── Passage provided ──

# Lucid Dreaming > Attaining Lucidity > Wake Initiated Lucid Dreams (WILD) >  >  Is it possible to WILD  with insomnia

## Redrooster

I don't think I have true insomnia but I have bouts where i can't sleep. No stress and my mind is calm and quiet. It's like my I'm ready to sleep but my brain won't make the switch. I usually try a montra or SSILD to fall asleep but it doesn't work. But My body will  twitch, like it's trying to go to sleep but It cant. I was wondering if   in these instances of no sleep ,Would WILD work, since my mind is awake and it's seems like my body wants to sleep?

----------


## Redrooster

Does anyone have an opinion on this? Or any experience with insomnia and WILDs?

----------


## Valis1

I am not so sure that would be a good time to try a WILD, I imagine if you are trying to go to sleep you have already been awake for a while, so it is not likely you will go directly into the dream state.

Disturbed sleep can sometimes result in lucid dreams, but it depends on the situation. If you have not slept in a long time once you do start dreaming they may be more vivid and longer than usual due to the rebound effect.

----------


## Redrooster

For experiments sake, and since I'm up not sleeping. What would be a good technique to try to see if it's possible ?

----------


## Sageous

If you're not going to go to sleep, Redrooster, you're not going to be able to do a WILD. This is because you need to fall asleep in order to complete a WILD (and have your dream).  I know that sounds obvious, but it seemed worth mentioning.

WILD really works best when you are fairly able to get back to sleep, _after_ you've already slept for several hours and did a WBTB.   When your body finally falls asleep at the beginning of the night, you will very likely drop into a long period of NREM, when it is very difficult to maintain lucidity while waiting for a dream to start.

Also, since SSILD is actually a WILD technique, you've already been attempting WILD's.

----------


## Redrooster

Thanks guys for the guidance. Although disappointing, I appreciate the info.

----------


## DreamSwimmer

> Does anyone have an opinion on this? Or any experience with insomnia and WILDs?



Yes I do. I have (slight) insomnia-like you. I also WILD. I'm still in the learning stages of figuring out what works for me.

───
── Provided information ──

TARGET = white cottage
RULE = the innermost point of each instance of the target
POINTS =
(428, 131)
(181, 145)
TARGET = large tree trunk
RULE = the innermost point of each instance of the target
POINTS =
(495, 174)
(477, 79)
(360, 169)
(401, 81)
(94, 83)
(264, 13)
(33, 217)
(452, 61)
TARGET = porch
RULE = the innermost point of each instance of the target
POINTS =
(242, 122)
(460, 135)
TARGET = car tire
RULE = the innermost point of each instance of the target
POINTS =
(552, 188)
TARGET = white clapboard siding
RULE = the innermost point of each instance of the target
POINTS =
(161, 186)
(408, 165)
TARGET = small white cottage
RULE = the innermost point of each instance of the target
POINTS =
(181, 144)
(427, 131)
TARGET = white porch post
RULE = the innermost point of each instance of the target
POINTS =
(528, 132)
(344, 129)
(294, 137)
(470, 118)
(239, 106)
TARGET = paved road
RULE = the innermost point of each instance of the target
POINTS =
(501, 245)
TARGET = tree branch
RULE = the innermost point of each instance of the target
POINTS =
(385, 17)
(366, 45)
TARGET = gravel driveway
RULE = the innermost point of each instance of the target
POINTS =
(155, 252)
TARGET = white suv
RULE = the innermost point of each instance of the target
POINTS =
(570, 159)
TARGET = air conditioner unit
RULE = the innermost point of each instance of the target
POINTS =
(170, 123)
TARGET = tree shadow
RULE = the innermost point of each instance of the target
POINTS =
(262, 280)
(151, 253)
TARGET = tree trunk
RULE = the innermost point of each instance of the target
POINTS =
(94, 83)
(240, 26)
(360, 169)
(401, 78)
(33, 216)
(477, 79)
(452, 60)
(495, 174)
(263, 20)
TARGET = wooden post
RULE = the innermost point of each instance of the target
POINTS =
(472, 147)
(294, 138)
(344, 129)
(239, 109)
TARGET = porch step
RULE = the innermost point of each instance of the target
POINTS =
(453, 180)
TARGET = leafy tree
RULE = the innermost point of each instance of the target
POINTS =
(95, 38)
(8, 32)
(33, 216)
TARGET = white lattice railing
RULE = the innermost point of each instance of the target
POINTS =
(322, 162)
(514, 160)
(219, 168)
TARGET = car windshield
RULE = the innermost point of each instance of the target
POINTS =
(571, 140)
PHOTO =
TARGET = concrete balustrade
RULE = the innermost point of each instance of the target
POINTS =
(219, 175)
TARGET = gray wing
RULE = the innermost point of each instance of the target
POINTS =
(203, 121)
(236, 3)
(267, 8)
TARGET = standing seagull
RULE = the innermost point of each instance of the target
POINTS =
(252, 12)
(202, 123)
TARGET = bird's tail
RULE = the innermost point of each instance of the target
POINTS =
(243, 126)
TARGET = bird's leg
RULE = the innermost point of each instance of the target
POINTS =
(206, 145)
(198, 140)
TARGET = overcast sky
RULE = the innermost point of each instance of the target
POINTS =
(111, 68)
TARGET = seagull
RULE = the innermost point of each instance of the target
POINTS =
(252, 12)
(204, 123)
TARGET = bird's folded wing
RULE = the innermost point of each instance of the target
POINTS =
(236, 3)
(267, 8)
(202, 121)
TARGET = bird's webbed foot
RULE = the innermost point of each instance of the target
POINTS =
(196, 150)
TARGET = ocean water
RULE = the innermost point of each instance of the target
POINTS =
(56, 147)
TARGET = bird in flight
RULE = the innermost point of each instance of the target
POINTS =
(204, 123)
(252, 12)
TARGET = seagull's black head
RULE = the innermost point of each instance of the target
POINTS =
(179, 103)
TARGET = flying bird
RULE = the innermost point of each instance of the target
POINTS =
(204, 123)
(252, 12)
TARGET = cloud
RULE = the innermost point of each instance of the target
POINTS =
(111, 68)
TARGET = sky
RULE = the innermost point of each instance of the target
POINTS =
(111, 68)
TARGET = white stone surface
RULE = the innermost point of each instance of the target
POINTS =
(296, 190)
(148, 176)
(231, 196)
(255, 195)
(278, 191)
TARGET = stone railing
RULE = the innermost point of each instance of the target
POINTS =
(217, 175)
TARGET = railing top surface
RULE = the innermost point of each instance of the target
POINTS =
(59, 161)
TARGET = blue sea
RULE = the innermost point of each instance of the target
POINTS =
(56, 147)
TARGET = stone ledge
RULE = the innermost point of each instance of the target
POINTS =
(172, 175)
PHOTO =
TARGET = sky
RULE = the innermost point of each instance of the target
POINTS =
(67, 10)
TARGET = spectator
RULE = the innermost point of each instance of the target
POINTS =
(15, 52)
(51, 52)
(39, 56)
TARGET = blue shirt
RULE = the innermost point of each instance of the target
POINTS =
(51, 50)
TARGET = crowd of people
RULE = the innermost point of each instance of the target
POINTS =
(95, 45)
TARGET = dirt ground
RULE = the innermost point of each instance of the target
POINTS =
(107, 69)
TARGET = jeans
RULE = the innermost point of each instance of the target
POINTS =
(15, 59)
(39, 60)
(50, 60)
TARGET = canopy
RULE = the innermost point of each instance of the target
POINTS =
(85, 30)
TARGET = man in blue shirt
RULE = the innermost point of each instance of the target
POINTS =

───

§ Short task 1: In the lucid dreaming thread, what kind of technique is SSILD said to be?
§ Short task 2: Shorten the paragraph of the lucid dreaming thread that begins "WILD really works best when" while keeping its main facts.
§ Short task 3: Return the passage of the lucid dreaming thread from "I am not so" up to and including "the dream state.".
None of the items are needed for this work.

§ Complete response 1: SSILD is a WILD technique.

§ Complete response 2: WILD works best after several hours of sleep and a WBTB, when you can get back to sleep fairly easily. When the body first falls asleep at the start of the night, it will likely enter a long NREM period, and staying lucid while waiting for a dream is very difficult then.

§ Complete response 3:
I am not so sure that would be a good time to try a WILD, I imagine if you are trying to go to sleep you have already been awake for a while, so it is not likely you will go directly into the dream state.